Your goal | Within the data below, find the string "pixel" and return each line where it occurs.

Exercise materials |
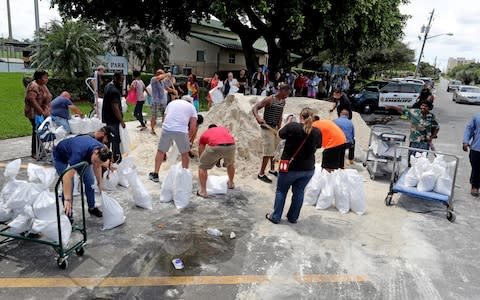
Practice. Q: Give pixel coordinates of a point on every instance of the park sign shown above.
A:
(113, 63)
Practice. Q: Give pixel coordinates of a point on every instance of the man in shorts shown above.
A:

* * *

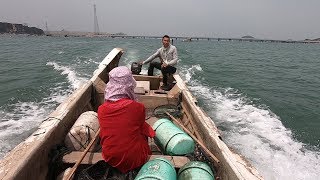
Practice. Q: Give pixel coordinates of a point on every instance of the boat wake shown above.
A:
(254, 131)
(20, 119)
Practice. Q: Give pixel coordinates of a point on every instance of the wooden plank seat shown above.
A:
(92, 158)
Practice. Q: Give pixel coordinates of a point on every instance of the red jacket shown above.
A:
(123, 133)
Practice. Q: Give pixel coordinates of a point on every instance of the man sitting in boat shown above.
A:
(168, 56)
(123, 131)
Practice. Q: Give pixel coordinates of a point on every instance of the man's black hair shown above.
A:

* * *

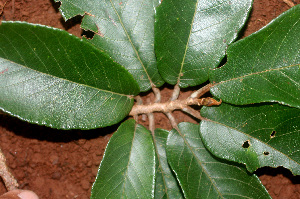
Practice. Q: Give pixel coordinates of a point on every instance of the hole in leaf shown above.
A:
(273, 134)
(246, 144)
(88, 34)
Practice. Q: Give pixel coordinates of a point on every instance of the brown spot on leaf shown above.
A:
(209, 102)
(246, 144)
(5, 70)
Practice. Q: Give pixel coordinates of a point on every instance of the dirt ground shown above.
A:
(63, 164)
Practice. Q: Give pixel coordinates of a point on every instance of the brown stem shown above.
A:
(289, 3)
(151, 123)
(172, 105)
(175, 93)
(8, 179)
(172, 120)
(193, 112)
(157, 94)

Task output |
Practice. Q: Give pixel coordinates of a point on every instance of the park sign shown above.
Practice. Q: Give pixel coordinates of a point on every instance of the man in shorts shown above.
Practice. Q: Give pixel coordinates of a point on every instance of the boat wake shown above.
Practice. Q: Give pixel coordinates of a point on every instance of the wooden plank seat shown above.
Practice. Q: Give pixel coordinates of a point on every instance of the red jacket shown above.
Practice. Q: Give pixel coordinates of a point on every instance of the man sitting in boat shown above.
Practice. Q: Give pixel coordinates of a point on every instance of the man's black hair shown above.
Practice. Q: Give pixel coordinates of a point on every instance of the hole in leaf shown above.
Practice. Q: Give pixel coordinates of a point on every instance of the brown spot on leaf shown above.
Practice. Q: Give pixel coordinates of a point on every instance of the dirt ground shown above.
Practice. Q: Give pixel coordinates of a point on every instance of the brown stem shown above.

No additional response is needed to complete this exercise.